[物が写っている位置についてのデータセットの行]
┏━━

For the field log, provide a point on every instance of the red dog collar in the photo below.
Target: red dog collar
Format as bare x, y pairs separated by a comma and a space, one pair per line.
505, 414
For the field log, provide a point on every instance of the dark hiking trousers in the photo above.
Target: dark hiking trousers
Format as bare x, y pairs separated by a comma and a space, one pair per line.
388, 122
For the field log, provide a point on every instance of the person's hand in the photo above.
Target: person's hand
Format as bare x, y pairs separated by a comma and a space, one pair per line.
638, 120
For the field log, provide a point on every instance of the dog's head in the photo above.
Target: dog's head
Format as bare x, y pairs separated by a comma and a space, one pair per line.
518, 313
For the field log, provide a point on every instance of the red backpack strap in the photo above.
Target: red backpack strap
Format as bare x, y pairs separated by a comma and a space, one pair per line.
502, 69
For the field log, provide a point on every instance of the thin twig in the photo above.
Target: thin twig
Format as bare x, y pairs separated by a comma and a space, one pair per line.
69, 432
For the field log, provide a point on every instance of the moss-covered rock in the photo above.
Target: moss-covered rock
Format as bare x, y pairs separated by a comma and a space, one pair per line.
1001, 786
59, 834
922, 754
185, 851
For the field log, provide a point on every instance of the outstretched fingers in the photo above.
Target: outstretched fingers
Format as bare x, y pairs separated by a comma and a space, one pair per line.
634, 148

┗━━
┏━━

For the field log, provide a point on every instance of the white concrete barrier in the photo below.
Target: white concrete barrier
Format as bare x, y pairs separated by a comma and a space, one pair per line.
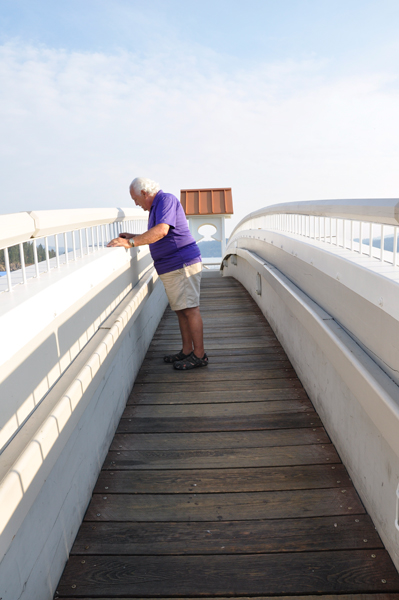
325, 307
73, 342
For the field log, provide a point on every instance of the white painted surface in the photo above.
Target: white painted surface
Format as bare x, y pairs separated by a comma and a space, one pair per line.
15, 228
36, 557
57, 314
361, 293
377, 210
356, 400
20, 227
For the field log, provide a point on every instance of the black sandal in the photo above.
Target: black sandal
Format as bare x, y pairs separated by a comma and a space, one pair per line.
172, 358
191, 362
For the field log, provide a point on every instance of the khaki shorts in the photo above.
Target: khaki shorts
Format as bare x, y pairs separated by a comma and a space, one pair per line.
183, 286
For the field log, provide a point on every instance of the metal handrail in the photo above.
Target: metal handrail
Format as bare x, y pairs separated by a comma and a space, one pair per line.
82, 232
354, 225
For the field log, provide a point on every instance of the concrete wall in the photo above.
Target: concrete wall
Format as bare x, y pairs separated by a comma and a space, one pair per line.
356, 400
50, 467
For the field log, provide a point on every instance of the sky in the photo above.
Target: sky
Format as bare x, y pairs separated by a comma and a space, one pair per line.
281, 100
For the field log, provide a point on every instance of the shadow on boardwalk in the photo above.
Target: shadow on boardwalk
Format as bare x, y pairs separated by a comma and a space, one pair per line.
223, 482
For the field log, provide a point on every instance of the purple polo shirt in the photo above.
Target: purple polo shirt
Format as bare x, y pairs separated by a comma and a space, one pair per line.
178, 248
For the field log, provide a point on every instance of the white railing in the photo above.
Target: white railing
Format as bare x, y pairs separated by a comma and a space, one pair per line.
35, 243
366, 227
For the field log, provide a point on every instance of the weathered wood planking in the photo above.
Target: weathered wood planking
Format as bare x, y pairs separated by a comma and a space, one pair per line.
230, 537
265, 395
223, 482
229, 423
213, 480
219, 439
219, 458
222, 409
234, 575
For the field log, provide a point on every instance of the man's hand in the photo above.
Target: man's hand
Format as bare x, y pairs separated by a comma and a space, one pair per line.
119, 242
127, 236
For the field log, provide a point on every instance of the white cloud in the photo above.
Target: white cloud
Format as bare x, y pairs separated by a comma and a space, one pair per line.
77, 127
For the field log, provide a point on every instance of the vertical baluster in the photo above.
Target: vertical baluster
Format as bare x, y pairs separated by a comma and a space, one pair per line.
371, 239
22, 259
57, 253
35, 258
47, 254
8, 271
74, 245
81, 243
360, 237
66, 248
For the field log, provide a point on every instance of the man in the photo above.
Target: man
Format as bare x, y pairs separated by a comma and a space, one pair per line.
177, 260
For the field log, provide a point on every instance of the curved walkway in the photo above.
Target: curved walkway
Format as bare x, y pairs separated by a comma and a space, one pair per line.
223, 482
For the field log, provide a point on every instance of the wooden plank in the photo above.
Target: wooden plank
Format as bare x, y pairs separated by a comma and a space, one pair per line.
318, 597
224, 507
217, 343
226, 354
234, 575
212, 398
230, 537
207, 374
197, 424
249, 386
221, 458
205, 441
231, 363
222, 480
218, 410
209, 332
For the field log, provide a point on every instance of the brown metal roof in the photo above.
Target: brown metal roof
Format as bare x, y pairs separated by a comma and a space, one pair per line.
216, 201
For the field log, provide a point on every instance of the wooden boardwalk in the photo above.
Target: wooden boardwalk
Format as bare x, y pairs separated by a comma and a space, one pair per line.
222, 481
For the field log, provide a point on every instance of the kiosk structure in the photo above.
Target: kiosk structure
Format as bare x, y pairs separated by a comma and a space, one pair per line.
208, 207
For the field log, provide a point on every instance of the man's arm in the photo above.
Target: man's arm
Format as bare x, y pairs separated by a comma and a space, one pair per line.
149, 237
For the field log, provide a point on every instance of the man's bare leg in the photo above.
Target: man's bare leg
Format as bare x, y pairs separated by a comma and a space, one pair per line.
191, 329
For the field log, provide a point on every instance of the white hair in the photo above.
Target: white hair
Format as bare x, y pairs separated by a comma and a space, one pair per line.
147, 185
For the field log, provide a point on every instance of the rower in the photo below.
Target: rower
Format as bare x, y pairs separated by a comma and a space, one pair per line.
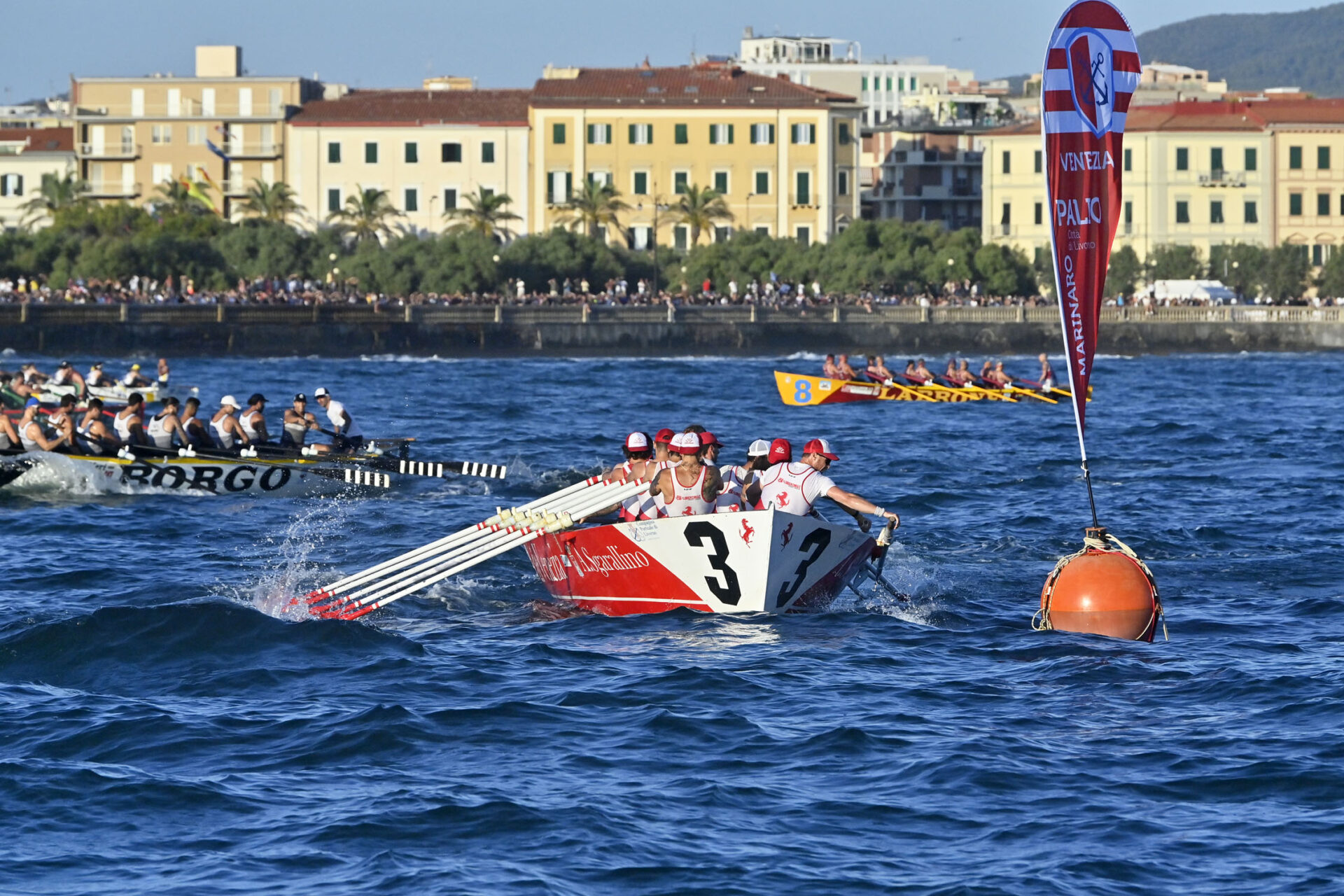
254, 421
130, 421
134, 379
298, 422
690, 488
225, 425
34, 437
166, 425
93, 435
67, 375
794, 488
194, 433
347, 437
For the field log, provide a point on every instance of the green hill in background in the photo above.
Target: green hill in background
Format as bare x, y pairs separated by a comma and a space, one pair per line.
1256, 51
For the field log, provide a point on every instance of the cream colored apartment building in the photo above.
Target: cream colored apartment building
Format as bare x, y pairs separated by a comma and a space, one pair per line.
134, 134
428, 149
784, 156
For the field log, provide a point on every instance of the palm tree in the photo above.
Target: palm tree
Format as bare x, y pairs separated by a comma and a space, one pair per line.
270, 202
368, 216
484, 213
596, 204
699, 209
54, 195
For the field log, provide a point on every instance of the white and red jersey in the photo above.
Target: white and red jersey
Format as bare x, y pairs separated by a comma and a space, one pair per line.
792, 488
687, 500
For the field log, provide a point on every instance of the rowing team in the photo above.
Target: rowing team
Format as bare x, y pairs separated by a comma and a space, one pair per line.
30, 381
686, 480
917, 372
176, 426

┗━━

上のリストから、「team」という文字列を含む行をすべて集めてください。大文字と小文字は区別します。

For the field log, provide a point on every instance of the rowing team in the photo above.
Target: rowing team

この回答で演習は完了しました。